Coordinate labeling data
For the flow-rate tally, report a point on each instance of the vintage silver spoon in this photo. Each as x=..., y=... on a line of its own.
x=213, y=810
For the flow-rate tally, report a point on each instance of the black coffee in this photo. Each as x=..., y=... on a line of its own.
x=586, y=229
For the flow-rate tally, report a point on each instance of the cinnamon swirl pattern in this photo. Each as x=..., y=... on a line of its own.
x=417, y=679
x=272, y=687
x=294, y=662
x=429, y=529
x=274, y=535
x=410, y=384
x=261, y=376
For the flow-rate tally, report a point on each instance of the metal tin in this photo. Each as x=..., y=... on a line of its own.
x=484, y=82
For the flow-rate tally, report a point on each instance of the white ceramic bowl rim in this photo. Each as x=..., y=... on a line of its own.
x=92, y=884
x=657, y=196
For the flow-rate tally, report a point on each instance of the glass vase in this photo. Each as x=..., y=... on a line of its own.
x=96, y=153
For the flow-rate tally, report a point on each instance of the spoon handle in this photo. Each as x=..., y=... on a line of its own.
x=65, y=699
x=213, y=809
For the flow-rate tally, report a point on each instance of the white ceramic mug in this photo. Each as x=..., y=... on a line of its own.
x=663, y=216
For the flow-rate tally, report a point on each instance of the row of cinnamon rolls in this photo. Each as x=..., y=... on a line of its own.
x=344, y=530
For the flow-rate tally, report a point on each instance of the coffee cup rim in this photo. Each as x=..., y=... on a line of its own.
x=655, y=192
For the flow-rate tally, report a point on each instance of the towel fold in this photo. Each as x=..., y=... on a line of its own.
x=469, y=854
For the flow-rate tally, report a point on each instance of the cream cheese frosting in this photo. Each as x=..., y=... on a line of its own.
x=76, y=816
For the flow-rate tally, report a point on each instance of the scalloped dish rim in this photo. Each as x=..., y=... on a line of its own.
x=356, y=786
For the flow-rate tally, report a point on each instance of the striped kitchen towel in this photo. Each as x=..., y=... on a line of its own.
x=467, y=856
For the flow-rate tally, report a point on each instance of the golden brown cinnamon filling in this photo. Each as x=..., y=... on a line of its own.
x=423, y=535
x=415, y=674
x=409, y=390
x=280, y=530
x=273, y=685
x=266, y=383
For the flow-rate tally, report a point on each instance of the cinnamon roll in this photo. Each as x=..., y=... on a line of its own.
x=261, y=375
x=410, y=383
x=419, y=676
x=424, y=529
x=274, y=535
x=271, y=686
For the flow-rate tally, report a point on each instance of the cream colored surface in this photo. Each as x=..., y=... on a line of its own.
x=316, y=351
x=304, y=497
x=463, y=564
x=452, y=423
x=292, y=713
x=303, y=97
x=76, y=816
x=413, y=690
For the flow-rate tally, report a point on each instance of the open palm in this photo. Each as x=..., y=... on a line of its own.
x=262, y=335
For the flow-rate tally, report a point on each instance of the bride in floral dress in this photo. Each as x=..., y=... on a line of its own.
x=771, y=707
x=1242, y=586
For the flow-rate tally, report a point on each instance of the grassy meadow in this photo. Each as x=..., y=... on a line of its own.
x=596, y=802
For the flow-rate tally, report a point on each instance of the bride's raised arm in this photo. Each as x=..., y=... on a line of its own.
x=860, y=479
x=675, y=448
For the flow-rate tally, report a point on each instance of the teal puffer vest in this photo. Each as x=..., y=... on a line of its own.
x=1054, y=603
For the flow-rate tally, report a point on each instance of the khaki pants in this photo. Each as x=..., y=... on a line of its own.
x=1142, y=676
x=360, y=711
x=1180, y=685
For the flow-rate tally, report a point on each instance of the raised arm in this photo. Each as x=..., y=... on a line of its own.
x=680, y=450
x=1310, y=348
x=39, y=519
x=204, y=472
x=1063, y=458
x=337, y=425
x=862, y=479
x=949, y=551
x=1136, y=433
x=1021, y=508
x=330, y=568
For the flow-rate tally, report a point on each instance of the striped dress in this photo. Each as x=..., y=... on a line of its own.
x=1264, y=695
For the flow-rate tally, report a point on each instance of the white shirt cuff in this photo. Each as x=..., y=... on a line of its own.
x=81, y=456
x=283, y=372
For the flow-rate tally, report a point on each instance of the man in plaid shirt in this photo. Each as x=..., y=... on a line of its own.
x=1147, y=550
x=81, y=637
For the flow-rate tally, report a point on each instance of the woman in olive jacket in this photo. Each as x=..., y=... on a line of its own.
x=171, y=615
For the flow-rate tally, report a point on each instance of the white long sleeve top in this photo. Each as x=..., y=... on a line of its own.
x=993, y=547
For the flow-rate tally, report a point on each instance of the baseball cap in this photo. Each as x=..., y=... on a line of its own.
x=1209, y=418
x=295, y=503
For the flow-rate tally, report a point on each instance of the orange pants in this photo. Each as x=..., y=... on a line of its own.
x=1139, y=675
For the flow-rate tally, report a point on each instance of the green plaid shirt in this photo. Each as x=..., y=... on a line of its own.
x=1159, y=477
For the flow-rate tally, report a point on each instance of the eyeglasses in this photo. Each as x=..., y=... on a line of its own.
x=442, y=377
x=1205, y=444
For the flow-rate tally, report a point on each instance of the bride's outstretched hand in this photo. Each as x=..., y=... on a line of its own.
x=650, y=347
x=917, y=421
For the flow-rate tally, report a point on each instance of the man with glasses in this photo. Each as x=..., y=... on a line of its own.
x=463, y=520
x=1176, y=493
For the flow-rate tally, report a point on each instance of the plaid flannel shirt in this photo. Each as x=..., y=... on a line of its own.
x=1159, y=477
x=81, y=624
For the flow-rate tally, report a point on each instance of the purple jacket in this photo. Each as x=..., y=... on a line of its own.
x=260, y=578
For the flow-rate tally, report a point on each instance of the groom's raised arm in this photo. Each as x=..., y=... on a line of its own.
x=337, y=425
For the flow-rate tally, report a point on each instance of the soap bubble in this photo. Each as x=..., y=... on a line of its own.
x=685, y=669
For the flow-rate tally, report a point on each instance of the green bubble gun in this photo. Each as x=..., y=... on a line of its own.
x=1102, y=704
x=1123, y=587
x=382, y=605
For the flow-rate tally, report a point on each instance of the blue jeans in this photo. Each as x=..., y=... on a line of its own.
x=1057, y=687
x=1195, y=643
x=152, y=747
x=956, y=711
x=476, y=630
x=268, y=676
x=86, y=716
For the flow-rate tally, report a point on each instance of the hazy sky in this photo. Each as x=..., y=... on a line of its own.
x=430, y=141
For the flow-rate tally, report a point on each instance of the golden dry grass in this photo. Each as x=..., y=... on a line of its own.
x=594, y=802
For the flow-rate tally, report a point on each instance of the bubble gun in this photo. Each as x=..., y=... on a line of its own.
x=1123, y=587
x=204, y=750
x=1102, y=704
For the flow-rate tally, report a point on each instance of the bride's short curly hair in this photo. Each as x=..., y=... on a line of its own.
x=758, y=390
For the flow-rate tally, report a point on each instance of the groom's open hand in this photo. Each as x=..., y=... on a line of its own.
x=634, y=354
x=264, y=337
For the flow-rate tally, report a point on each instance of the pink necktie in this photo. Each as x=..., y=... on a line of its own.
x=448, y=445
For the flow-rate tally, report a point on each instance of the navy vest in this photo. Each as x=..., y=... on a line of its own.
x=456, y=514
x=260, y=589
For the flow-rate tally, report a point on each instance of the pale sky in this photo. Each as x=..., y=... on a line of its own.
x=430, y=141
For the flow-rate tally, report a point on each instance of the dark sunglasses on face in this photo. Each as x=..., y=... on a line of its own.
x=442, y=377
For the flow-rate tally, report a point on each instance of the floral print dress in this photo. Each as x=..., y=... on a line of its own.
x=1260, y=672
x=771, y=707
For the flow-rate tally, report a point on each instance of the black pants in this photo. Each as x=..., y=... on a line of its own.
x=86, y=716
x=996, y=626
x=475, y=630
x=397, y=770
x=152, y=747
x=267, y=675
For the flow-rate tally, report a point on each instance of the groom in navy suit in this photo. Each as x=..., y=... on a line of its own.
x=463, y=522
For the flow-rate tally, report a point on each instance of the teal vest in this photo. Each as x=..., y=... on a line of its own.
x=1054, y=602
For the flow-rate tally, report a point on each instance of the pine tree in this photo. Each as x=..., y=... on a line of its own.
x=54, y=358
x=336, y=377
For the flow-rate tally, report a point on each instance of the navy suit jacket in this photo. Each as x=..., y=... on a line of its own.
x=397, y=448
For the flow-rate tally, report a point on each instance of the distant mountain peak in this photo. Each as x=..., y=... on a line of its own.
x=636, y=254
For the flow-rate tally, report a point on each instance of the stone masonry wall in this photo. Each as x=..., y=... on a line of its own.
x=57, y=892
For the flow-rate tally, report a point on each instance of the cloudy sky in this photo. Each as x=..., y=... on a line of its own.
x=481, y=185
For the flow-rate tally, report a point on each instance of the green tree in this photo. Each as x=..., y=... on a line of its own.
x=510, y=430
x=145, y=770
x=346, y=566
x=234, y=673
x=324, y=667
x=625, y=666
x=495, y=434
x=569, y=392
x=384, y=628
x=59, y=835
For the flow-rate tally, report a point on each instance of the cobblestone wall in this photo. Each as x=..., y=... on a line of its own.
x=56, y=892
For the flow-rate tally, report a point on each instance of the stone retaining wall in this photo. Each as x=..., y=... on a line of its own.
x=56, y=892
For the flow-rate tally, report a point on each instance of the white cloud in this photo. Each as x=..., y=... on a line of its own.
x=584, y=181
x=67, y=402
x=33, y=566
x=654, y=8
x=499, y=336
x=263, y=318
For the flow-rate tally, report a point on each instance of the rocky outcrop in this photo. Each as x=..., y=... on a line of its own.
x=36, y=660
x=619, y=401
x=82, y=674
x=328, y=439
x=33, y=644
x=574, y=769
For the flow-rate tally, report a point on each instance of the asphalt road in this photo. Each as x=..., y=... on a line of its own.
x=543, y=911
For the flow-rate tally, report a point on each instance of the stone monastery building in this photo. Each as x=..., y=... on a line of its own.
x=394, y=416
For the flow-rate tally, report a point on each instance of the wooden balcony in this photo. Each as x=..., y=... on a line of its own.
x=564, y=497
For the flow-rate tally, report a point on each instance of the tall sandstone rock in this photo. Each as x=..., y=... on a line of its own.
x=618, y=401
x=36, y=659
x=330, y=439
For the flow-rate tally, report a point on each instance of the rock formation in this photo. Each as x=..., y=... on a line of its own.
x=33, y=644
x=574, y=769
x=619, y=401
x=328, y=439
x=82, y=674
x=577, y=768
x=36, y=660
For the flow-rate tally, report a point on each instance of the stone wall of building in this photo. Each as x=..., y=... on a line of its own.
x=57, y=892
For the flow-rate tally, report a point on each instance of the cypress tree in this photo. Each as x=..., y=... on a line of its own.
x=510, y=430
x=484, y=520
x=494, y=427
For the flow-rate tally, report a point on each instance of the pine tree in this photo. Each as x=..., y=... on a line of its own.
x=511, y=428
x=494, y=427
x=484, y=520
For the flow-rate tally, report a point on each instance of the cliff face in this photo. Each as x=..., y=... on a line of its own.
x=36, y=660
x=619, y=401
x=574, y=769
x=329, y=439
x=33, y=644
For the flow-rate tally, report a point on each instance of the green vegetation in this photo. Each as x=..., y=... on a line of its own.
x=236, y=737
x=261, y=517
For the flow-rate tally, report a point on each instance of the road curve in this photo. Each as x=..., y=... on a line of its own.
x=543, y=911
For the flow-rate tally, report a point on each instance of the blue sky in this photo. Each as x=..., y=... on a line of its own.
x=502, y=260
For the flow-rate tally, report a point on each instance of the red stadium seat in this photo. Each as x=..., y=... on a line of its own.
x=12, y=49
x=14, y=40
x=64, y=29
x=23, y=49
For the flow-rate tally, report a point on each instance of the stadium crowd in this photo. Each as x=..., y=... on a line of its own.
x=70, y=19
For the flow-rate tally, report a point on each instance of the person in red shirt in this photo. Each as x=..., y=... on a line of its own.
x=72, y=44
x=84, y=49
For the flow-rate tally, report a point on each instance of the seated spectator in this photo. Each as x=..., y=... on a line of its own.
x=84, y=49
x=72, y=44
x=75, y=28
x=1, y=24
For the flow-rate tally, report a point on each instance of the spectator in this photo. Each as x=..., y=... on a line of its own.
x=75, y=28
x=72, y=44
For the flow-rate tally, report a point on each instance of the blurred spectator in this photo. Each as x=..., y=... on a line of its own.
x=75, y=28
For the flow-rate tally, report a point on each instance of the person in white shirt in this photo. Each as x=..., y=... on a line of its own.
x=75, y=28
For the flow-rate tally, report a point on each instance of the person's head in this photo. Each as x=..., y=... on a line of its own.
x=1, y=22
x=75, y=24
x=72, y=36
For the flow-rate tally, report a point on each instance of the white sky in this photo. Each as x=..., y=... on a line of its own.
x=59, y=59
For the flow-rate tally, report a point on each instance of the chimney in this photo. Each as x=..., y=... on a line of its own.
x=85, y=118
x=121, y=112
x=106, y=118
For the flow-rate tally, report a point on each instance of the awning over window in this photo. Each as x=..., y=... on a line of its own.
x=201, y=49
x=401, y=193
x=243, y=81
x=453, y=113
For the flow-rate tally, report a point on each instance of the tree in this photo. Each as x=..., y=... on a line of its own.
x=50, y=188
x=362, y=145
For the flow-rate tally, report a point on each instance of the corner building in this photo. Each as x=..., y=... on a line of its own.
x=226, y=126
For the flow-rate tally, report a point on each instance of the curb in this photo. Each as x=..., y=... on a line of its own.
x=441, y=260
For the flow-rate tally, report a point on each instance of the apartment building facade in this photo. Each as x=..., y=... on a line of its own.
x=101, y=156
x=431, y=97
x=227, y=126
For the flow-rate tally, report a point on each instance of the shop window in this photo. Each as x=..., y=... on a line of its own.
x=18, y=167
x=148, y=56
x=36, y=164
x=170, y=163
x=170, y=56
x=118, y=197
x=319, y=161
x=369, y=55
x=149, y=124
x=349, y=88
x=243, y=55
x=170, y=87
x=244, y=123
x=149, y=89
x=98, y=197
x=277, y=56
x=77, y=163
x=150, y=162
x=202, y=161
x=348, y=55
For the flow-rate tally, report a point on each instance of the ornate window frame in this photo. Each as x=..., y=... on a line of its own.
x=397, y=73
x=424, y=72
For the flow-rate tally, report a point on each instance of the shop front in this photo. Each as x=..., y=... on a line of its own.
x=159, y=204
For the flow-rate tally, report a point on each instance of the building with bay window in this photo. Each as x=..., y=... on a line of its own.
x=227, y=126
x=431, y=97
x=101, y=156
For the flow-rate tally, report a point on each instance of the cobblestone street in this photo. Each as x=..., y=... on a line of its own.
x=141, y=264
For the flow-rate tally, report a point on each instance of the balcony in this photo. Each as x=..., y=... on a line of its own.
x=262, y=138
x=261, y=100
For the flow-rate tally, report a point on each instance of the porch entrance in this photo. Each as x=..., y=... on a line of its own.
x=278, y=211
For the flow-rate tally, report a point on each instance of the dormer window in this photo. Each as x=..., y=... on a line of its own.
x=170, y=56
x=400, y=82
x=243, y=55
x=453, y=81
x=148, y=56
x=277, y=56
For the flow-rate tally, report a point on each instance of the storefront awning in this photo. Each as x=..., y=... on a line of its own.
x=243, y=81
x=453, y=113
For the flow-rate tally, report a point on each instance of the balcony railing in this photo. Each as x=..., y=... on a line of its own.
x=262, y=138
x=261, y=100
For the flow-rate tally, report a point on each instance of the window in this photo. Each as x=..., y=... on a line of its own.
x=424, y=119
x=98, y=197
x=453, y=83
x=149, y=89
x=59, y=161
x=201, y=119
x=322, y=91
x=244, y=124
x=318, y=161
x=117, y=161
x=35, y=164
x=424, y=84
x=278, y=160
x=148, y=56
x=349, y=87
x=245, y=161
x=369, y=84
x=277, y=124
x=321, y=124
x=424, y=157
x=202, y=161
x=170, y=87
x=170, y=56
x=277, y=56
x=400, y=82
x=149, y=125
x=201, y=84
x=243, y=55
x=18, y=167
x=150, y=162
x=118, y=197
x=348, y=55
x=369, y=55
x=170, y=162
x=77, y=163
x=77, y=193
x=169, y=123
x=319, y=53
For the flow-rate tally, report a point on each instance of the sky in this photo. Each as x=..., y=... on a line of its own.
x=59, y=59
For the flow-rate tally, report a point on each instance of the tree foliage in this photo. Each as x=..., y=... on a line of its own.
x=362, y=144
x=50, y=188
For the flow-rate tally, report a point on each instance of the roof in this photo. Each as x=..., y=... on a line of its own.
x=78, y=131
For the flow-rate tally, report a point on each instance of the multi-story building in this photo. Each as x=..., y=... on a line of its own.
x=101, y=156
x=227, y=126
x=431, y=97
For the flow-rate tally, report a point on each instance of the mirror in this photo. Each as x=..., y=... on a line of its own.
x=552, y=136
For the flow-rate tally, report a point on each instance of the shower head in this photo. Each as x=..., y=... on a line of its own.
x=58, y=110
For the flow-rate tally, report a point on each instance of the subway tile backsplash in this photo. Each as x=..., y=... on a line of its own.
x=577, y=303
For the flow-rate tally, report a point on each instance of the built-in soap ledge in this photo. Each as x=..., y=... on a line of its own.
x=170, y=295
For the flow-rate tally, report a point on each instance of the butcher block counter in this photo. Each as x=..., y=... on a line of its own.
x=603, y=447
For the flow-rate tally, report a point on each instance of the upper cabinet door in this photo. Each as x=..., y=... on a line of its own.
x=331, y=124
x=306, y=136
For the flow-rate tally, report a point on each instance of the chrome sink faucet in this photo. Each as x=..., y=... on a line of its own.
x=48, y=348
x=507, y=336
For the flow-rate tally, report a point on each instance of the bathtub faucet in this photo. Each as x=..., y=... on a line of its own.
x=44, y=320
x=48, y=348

[BRIEF]
Rewrite only the part of the records that opens with the line containing "white ceramic mug" and closes with the line containing "x=271, y=686", putting "flow-rate count" wherever "flow-rate tally" appears and leaving everything else unchanged.

[ANSWER IN FULL]
For the flow-rate count, report a point on each instance of the white ceramic mug in this photo. Each as x=..., y=... on a line of its own.
x=663, y=216
For the flow-rate count, report a point on each instance of the row of cinnamon rolls in this photo. Each as x=..., y=... on a line of its own.
x=344, y=530
For the flow-rate count, report a point on each instance of the coffee cup rim in this photo. Each as x=..., y=... on a line of its own.
x=655, y=192
For the flow-rate count, report a point on each instance of the towel fold in this photo. Each as x=..., y=... on a line of its own.
x=469, y=854
For the flow-rate count, report a point on each instance of the cream cheese frosting in this photo. Each as x=..., y=... on a line of its own.
x=76, y=816
For the flow-rate count, report a point on each instance of the scalloped dish rim in this photo. Each as x=..., y=... on a line of its own.
x=356, y=786
For the flow-rate count, report a point on each instance of the striped kitchen towel in this photo. Each as x=..., y=... on a line of its own.
x=467, y=856
For the flow-rate count, report a point on each instance of the golden brown cinnamon filling in this photo. Each as x=..., y=... on a line of its own.
x=423, y=535
x=415, y=674
x=409, y=390
x=280, y=530
x=273, y=685
x=266, y=383
For the flow-rate count, report a point on each instance of the cinnamon roll in this photo. Each as x=..., y=... on a line of its own.
x=261, y=375
x=410, y=383
x=419, y=676
x=424, y=529
x=274, y=535
x=271, y=686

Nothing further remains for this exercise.